* Exercise brief
List all lines in the material below that contain "blue".

* Data records
>>
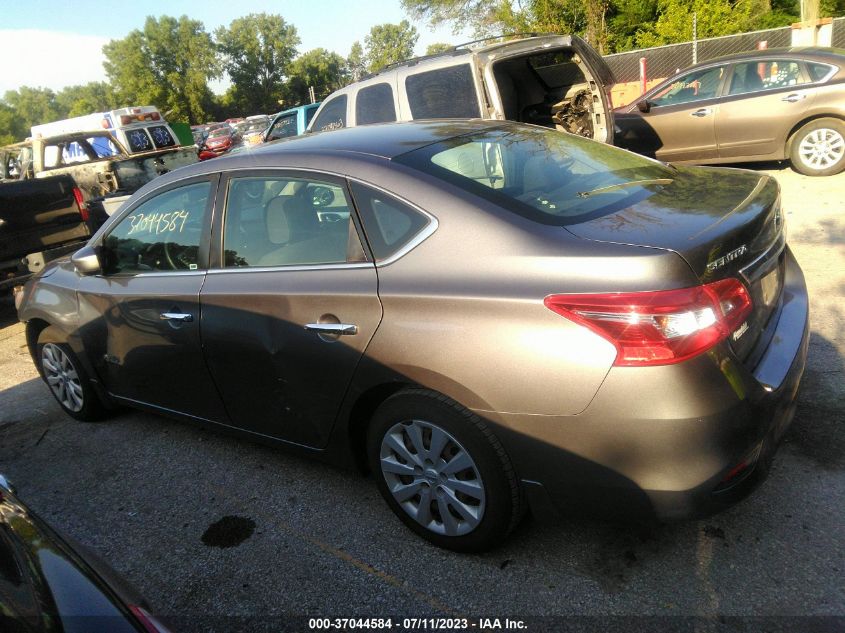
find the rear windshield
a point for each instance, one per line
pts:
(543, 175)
<<
>>
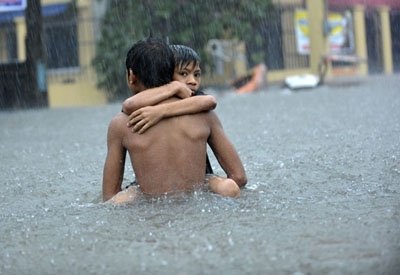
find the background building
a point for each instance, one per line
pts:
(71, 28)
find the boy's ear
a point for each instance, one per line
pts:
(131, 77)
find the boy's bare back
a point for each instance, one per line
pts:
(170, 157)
<<
>>
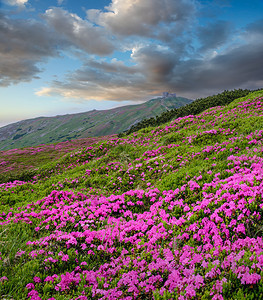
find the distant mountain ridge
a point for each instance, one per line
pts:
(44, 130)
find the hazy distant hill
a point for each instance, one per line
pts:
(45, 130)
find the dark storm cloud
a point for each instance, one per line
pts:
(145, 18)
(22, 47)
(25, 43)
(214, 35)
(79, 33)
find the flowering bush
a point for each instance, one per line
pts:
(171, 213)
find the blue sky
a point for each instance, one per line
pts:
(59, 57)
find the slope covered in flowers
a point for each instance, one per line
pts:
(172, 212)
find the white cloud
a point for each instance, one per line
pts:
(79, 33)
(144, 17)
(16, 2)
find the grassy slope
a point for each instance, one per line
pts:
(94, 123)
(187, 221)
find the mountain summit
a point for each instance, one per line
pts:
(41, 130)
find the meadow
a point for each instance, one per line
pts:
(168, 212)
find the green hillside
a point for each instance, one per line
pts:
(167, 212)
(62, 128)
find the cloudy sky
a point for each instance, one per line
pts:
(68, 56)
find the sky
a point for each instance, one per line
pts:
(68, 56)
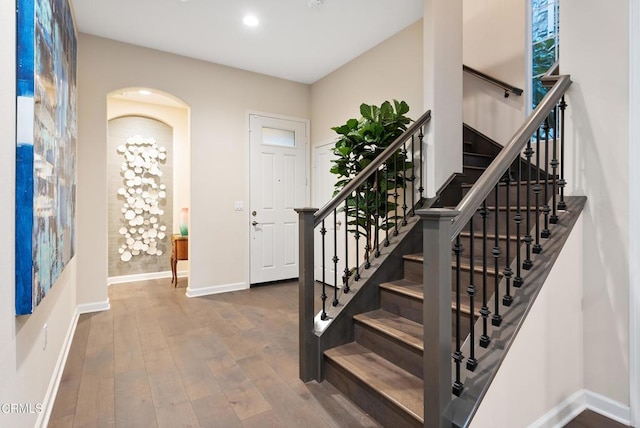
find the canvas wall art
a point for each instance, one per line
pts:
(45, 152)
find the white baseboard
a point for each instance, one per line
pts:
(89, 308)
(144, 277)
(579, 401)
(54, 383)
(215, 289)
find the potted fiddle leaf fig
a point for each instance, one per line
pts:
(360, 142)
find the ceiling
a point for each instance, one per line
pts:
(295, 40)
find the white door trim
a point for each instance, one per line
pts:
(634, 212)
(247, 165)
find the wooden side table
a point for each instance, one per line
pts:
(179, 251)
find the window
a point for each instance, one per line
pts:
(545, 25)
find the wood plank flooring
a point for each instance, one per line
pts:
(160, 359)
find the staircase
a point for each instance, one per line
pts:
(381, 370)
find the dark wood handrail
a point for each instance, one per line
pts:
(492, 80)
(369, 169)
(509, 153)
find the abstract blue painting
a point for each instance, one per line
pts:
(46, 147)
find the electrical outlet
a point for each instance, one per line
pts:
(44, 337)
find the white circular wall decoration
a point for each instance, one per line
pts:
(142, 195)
<<
* Expected answer
find the blue sky
find the abstract blue painting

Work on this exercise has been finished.